■ **Work order**
Give the count of lines in the entries that include "below", and write nothing besides it.

■ **Supplied records**
---------------
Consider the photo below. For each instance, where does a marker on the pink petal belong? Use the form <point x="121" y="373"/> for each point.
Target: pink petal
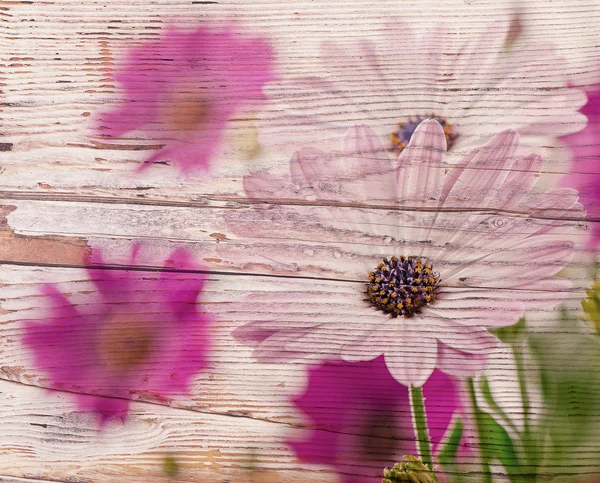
<point x="420" y="166"/>
<point x="184" y="88"/>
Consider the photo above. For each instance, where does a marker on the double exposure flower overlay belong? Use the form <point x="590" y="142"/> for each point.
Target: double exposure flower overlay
<point x="474" y="88"/>
<point x="140" y="332"/>
<point x="585" y="170"/>
<point x="360" y="417"/>
<point x="184" y="88"/>
<point x="445" y="252"/>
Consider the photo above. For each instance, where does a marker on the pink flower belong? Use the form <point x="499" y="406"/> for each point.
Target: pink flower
<point x="140" y="333"/>
<point x="361" y="417"/>
<point x="473" y="86"/>
<point x="444" y="252"/>
<point x="585" y="170"/>
<point x="184" y="88"/>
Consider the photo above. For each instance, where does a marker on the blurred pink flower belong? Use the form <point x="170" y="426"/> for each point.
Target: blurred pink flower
<point x="185" y="87"/>
<point x="473" y="87"/>
<point x="444" y="252"/>
<point x="361" y="417"/>
<point x="585" y="170"/>
<point x="140" y="333"/>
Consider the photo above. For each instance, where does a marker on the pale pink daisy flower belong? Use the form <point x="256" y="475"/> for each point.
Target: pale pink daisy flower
<point x="584" y="174"/>
<point x="184" y="88"/>
<point x="140" y="332"/>
<point x="443" y="252"/>
<point x="475" y="88"/>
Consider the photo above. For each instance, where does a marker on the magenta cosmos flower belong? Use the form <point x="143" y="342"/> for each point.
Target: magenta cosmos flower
<point x="475" y="88"/>
<point x="140" y="332"/>
<point x="444" y="252"/>
<point x="185" y="87"/>
<point x="585" y="170"/>
<point x="360" y="417"/>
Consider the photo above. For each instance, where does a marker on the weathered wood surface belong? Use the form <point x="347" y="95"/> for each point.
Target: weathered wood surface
<point x="64" y="190"/>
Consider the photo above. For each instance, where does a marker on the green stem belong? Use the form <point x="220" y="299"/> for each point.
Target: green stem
<point x="528" y="440"/>
<point x="417" y="404"/>
<point x="486" y="473"/>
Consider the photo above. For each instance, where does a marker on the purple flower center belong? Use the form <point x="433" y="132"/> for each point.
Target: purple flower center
<point x="185" y="112"/>
<point x="402" y="286"/>
<point x="401" y="136"/>
<point x="123" y="342"/>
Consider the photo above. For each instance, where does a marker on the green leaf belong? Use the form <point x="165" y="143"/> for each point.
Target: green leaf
<point x="448" y="453"/>
<point x="496" y="443"/>
<point x="509" y="335"/>
<point x="591" y="305"/>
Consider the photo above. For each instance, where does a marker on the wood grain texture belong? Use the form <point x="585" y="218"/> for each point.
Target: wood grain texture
<point x="63" y="189"/>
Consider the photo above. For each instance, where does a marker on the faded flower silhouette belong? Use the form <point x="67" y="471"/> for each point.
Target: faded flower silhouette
<point x="473" y="88"/>
<point x="184" y="88"/>
<point x="585" y="170"/>
<point x="141" y="332"/>
<point x="452" y="263"/>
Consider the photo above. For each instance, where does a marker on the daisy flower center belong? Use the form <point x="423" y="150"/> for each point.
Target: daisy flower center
<point x="122" y="343"/>
<point x="402" y="286"/>
<point x="186" y="113"/>
<point x="401" y="136"/>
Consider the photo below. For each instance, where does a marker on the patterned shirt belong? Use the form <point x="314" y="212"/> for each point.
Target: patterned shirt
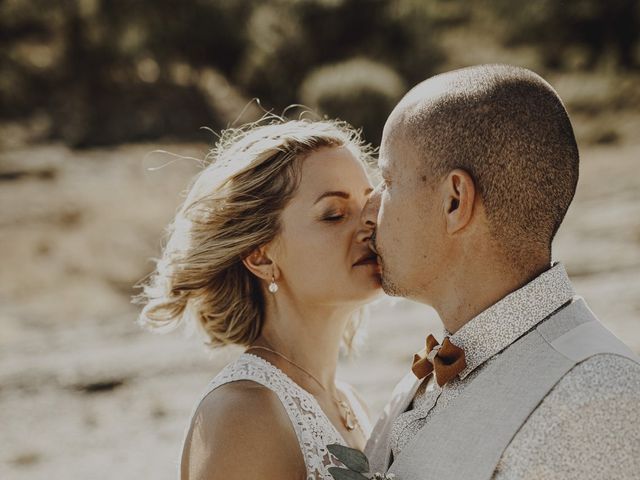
<point x="587" y="426"/>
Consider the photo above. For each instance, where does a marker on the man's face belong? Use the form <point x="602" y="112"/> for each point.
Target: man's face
<point x="409" y="220"/>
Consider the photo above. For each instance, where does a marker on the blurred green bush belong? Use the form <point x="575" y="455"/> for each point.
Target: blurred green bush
<point x="360" y="91"/>
<point x="108" y="71"/>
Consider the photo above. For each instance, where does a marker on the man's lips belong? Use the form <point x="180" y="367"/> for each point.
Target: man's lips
<point x="369" y="259"/>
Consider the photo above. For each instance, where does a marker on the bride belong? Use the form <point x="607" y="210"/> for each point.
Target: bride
<point x="269" y="251"/>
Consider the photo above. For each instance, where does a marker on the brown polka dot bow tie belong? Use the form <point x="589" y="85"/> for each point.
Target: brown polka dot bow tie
<point x="447" y="360"/>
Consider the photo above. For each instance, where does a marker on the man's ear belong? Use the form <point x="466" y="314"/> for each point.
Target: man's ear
<point x="260" y="264"/>
<point x="459" y="200"/>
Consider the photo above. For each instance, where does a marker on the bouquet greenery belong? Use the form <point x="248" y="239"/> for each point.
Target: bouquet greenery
<point x="356" y="465"/>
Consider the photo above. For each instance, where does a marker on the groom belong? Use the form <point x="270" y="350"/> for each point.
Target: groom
<point x="479" y="167"/>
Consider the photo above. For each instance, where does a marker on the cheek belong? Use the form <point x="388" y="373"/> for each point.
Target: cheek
<point x="313" y="256"/>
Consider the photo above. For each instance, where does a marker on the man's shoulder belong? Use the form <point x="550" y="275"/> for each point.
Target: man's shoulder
<point x="600" y="376"/>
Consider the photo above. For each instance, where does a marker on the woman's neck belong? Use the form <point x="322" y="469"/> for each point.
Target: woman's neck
<point x="308" y="336"/>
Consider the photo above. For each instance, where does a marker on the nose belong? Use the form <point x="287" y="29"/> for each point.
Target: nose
<point x="369" y="218"/>
<point x="369" y="215"/>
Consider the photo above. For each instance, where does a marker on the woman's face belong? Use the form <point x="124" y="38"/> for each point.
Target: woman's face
<point x="322" y="251"/>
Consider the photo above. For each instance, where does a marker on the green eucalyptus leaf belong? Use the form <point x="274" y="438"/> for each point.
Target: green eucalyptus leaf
<point x="354" y="459"/>
<point x="339" y="473"/>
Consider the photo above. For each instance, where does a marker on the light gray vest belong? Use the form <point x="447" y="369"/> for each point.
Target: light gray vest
<point x="478" y="425"/>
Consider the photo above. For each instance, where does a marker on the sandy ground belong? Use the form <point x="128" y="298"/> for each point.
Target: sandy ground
<point x="85" y="394"/>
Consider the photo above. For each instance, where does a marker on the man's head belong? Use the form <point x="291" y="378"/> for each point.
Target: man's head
<point x="479" y="164"/>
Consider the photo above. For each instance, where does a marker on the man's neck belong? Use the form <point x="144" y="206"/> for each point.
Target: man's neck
<point x="478" y="287"/>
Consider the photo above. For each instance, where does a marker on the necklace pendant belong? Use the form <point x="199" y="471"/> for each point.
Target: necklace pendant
<point x="349" y="421"/>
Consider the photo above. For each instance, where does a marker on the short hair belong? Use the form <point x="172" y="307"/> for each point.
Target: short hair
<point x="508" y="128"/>
<point x="234" y="206"/>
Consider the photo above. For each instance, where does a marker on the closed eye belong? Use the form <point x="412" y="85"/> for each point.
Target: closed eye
<point x="333" y="218"/>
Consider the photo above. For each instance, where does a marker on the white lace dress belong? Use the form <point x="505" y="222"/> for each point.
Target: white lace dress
<point x="313" y="428"/>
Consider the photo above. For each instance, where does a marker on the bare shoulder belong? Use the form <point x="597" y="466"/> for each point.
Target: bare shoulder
<point x="241" y="430"/>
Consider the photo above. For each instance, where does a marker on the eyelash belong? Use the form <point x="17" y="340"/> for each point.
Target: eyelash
<point x="333" y="218"/>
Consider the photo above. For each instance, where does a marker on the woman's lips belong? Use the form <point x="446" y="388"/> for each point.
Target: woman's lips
<point x="367" y="261"/>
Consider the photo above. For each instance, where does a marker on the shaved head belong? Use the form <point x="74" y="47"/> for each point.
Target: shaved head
<point x="509" y="130"/>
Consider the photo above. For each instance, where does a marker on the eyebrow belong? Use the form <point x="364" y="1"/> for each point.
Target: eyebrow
<point x="344" y="195"/>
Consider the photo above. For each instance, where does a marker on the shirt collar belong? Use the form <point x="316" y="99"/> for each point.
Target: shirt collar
<point x="504" y="322"/>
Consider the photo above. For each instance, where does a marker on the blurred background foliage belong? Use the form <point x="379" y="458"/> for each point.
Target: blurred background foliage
<point x="98" y="72"/>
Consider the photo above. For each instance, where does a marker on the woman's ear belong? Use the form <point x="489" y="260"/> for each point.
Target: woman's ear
<point x="460" y="197"/>
<point x="260" y="264"/>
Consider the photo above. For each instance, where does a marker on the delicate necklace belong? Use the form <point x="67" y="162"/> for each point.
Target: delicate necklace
<point x="349" y="419"/>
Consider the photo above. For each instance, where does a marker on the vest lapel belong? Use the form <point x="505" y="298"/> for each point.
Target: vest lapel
<point x="378" y="448"/>
<point x="468" y="438"/>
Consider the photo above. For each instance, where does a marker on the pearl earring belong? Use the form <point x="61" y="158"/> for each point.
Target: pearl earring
<point x="273" y="287"/>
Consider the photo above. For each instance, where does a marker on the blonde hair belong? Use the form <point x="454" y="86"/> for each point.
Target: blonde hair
<point x="233" y="206"/>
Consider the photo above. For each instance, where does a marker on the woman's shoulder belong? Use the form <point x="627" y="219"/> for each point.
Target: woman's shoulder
<point x="241" y="430"/>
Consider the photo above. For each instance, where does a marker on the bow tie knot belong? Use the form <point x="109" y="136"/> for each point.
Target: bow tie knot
<point x="446" y="360"/>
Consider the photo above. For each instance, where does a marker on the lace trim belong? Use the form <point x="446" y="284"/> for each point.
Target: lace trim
<point x="313" y="428"/>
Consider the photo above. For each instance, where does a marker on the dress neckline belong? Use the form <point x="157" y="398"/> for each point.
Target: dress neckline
<point x="312" y="399"/>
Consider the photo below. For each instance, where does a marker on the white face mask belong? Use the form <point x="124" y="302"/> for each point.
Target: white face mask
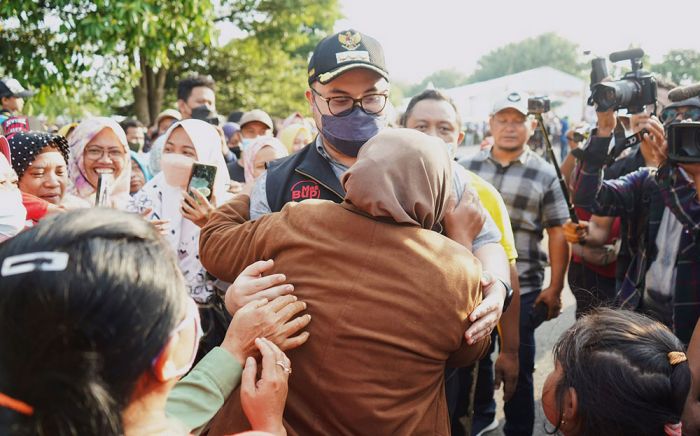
---------------
■ **Answer space**
3